__EXERCISE TASK__
Word for word, print each line of the listing below; pictures stay out.

::: DATA SUPPLIED

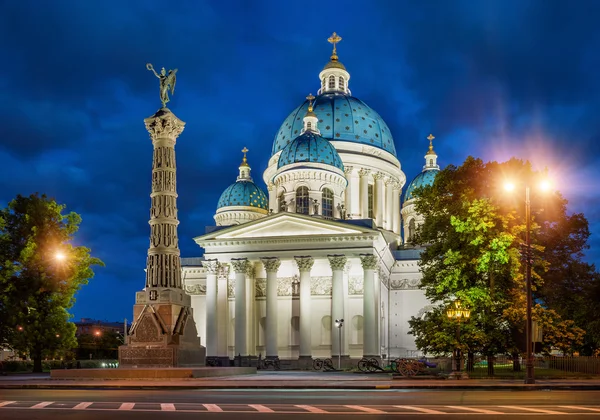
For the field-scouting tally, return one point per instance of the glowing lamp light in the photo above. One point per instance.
(509, 186)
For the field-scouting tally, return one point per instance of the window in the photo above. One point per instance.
(331, 82)
(302, 200)
(327, 203)
(370, 200)
(411, 230)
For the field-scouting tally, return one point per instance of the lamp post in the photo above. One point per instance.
(528, 257)
(339, 323)
(456, 311)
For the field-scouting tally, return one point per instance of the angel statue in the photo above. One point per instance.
(166, 81)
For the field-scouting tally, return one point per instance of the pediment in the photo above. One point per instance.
(285, 225)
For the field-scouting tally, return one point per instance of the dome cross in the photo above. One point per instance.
(334, 39)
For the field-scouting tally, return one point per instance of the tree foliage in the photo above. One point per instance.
(473, 233)
(36, 288)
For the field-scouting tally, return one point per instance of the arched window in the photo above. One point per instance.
(370, 200)
(327, 203)
(302, 200)
(411, 230)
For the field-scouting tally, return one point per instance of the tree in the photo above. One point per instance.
(36, 287)
(472, 237)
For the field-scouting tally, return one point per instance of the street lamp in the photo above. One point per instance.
(339, 323)
(456, 311)
(527, 253)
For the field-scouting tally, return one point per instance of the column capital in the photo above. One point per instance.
(368, 261)
(304, 263)
(212, 266)
(240, 265)
(271, 264)
(362, 172)
(337, 262)
(164, 124)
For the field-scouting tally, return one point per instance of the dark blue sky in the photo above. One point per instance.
(493, 79)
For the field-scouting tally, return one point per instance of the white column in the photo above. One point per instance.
(212, 339)
(304, 266)
(240, 266)
(337, 263)
(379, 196)
(222, 310)
(396, 208)
(388, 223)
(364, 193)
(271, 267)
(370, 312)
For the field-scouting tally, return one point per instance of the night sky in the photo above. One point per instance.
(492, 79)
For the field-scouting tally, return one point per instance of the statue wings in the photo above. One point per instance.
(171, 78)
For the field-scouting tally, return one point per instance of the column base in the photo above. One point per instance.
(305, 362)
(458, 375)
(217, 361)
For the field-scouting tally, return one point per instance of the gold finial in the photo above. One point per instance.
(334, 39)
(310, 99)
(430, 138)
(244, 160)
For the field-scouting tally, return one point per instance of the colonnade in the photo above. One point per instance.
(216, 313)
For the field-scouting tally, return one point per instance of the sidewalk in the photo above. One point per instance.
(294, 380)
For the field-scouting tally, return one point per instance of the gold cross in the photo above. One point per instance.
(310, 99)
(334, 39)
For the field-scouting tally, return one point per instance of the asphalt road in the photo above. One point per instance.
(99, 404)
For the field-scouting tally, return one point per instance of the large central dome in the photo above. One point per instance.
(341, 118)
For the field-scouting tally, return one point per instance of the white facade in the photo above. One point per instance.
(273, 282)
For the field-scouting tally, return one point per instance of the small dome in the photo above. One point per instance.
(341, 118)
(243, 193)
(310, 147)
(425, 178)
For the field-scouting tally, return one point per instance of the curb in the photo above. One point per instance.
(508, 387)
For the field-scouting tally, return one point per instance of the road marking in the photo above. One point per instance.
(535, 410)
(597, 410)
(365, 409)
(312, 409)
(213, 408)
(476, 410)
(421, 409)
(261, 408)
(167, 407)
(42, 404)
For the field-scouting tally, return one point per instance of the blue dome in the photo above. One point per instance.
(425, 178)
(341, 118)
(243, 193)
(310, 147)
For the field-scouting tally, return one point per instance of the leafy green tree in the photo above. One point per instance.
(472, 236)
(36, 287)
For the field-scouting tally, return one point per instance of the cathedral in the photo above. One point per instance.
(318, 264)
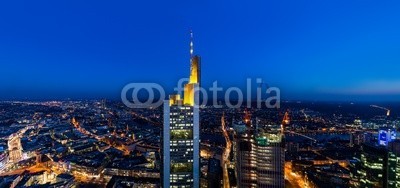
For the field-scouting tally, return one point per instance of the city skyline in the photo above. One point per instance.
(311, 51)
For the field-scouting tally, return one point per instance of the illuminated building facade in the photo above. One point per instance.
(377, 166)
(181, 134)
(260, 157)
(15, 149)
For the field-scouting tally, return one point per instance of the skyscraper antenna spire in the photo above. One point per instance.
(191, 43)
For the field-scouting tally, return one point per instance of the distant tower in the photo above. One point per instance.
(15, 148)
(181, 133)
(260, 156)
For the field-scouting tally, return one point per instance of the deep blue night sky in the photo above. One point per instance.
(314, 49)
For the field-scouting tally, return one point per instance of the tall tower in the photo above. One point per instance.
(181, 133)
(15, 148)
(260, 156)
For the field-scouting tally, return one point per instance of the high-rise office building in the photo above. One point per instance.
(260, 156)
(181, 133)
(377, 166)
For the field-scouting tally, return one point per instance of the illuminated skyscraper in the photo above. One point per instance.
(181, 134)
(260, 156)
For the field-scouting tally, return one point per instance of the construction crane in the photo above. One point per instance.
(383, 108)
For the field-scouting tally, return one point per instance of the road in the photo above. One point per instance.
(227, 151)
(295, 179)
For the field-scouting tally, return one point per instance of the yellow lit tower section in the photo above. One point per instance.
(181, 134)
(194, 78)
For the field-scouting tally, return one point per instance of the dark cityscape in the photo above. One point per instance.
(202, 94)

::::::

__SOLUTION FOR THIS PROBLEM__
For the field-scouting tally, return one point per instance of the glowing lamp light in the photo above. One point per instance.
(509, 186)
For the field-scouting tally, return one point per instance of the window in the photo above. One point per instance.
(331, 82)
(302, 200)
(327, 203)
(370, 200)
(411, 230)
For the field-scouting tally, return one point per instance of the lamp post in the photo above. One point per instance.
(528, 257)
(339, 323)
(456, 311)
For the field-scouting tally, return one point per instance of the angel statue in the photo above. One point per instance.
(166, 81)
For the field-scouting tally, return one point per instance of the pediment in the photo above. One point per instance.
(285, 225)
For the field-scouting tally, return one point per instance of the dome cross in the photo above. One point per instance.
(334, 39)
For the field-scouting tally, return one point per instance of the tree foliage in the photo above. One point per instance.
(473, 233)
(36, 288)
For the field-scouting tally, return one point per instance of the arched window in the photo above. One point per instance.
(370, 200)
(327, 203)
(302, 200)
(411, 230)
For the field-scouting tally, return one point per instance of the tree in the photo above. One point per instance.
(36, 287)
(472, 237)
For the field-scouting tally, return one point per instance of the street lamp in the photo above. One point per instance.
(339, 323)
(456, 311)
(527, 253)
For the field-scouting tally, return one point per instance of the column capital in the photo above. One point per instance.
(368, 261)
(304, 263)
(212, 266)
(240, 265)
(271, 264)
(362, 172)
(337, 262)
(164, 124)
For the field-scouting tally, return one point per instance of the dark blue sky in the photo above. One point per instance.
(493, 79)
For the field-scouting tally, return one point per instance of the white column in the photo above. One point per instance.
(212, 339)
(304, 266)
(240, 266)
(337, 263)
(379, 196)
(222, 310)
(396, 208)
(388, 223)
(364, 193)
(271, 267)
(370, 312)
For the field-scouting tally, return one point per instance of the night sky in the photo above. One point per instance.
(492, 79)
For the field-scouting tally, return one point per instance of the statue wings in the photo above. One point per instance.
(171, 78)
For the field-scouting tally, return one point per instance of the column base in the photo above. One point per instance.
(305, 362)
(458, 375)
(217, 361)
For the field-scouting tally, return one point per instance of the gold finial in the photo above. One point per instance.
(334, 39)
(310, 99)
(430, 138)
(244, 160)
For the field-scouting tally, return one point per instance of the colonnade in the photo above. One point per instance.
(216, 313)
For the field-scouting tally, return one point per instance of the sidewalk in the photo above. One point per instance.
(294, 380)
For the field-scouting tally, return one point per instance of the gold cross in the photo above. One point per instance.
(310, 99)
(334, 39)
For the field-scouting tally, return one point per instance of the asphalt road in the photo above. One point per instance.
(99, 404)
For the field-scouting tally, return one point per instance of the large central dome in the photo above. One point per instance.
(341, 118)
For the field-scouting tally, return one point per instance of the white facade in the photo above. One point per instance.
(273, 282)
For the field-scouting tally, return one point per instance of the small dome in the photo above. One point per instance.
(341, 118)
(243, 193)
(310, 147)
(425, 178)
For the field-scouting tally, return one point per instance of the curb in the photo above. One point per instance.
(508, 387)
For the field-scouting tally, return one point per instance of the road marking in the photo above. One point per instance.
(535, 410)
(597, 410)
(365, 409)
(312, 409)
(213, 408)
(476, 410)
(421, 409)
(261, 408)
(167, 407)
(42, 404)
For the field-scouting tally, return one point per instance of the blue dome in the photo above. One point per instance.
(425, 178)
(341, 118)
(243, 193)
(310, 147)
For the field-scouting tally, return one point per instance of the leafy green tree in the photo above. One point per instance.
(472, 236)
(36, 287)
For the field-scouting tally, return one point per instance of the cathedral in the photo above. One point per instance.
(318, 264)
For the field-scouting tally, return one point per instance of the city skyline in the photo above. One point per instance.
(311, 51)
For the field-scouting tally, return one point per instance of the illuminated building facade in the photo above. One point per instance.
(377, 166)
(181, 134)
(260, 157)
(15, 149)
For the field-scouting tally, return one point per instance of the skyscraper antenna spire in the photo above. One point per instance.
(191, 43)
For the field-scouting tally, return one point per instance of the distant tower in the photo above. One point per instance.
(15, 148)
(181, 133)
(260, 156)
For the field-scouting tally, return one point per instance of the deep blue night sky in the photo above. One point per instance.
(314, 49)
For the field-scouting tally, return one point per instance of the tall tower in the photo above. One point per instance.
(181, 133)
(15, 148)
(260, 156)
For the field-scouting tally, return one point per instance of the high-rise office building in the photo above. One point per instance.
(260, 156)
(181, 133)
(377, 166)
For the field-scouting tally, return one point per instance of the illuminated skyscraper in the photo above. One point per instance.
(181, 134)
(260, 156)
For the field-scouting tally, return one point per instance of the construction crane in the photo above. One point per instance.
(383, 108)
For the field-scouting tally, return one point per instance of the road in the photo above. One point per instance.
(227, 151)
(295, 179)
For the field-scouting tally, return one point per instance of the yellow lit tower section in the photo above. One point per instance.
(181, 134)
(194, 78)
For the field-scouting tally, return one point per instance of the dark cityscape in the photo above. One point per instance.
(202, 94)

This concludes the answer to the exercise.